### What to produce
Retype the passage on the 1919 Spring Offensive word for word, beginning at the words "The Spring Offensive" and stopping after "and April 1919.".

### Given passage
- Spring Offensive of the Russian Army: Part of the Russian Civil War
| Date | 4 March – 29 April 1919 |
| Location | Ural Region, Volga Region |
| Result | White victory |

Belligerents
- Red Army: White Army

Commanders and leaders
- Gaya Gai (1st Army) Vasilii Shorin (2nd Army) Mikhail Lashevich (3d Army) Mikhail Frunze (4th Army) Jan Blumberg (5th Army) Grigory Zinoviev: Alexander Kolchak Radola Gajda^{[citation needed]} Mikhail Hanzhin Alexander Dutov

Strength
- 111,000 men 379 guns: 113,000 men more than 200 guns

= Spring offensive of the White Army =

1919 offensive of the Russian Civil War

The Spring Offensive of the Russian Army was an offensive of the White Army of the White movement led by Alexander Kolchak on the Eastern Front of the Russian Civil War, between March and April 1919.

### Dataset entries
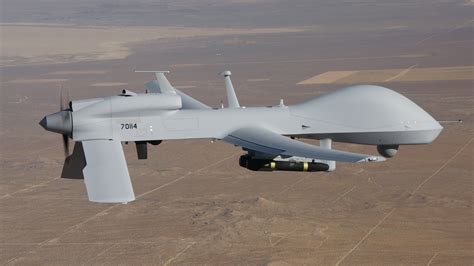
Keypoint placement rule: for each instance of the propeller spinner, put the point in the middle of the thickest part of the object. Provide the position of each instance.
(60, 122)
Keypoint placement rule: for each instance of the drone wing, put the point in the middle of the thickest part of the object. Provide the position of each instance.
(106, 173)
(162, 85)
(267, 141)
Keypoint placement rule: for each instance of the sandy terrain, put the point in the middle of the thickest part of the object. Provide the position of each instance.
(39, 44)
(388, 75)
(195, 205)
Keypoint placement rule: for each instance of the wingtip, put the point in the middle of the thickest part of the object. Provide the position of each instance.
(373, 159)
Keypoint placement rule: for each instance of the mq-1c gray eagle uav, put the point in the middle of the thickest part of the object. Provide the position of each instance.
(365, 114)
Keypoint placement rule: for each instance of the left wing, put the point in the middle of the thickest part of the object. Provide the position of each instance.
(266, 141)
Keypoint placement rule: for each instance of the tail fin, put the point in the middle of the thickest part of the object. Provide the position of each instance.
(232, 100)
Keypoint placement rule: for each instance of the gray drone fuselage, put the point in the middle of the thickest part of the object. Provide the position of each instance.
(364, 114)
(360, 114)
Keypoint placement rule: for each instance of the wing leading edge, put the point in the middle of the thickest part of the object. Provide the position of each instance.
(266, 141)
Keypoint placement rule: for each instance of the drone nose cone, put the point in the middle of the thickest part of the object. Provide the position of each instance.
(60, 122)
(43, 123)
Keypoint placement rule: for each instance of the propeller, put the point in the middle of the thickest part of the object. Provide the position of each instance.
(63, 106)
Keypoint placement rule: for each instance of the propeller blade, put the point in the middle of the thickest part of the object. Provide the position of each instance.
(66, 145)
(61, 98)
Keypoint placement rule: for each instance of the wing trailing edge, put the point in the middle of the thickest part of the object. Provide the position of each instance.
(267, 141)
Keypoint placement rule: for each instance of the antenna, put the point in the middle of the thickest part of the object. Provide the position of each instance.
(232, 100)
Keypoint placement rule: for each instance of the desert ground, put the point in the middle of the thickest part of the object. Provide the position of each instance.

### Worked solution
The Spring Offensive of the Russian Army was an offensive of the White Army of the White movement led by Alexander Kolchak on the Eastern Front of the Russian Civil War, between March and April 1919.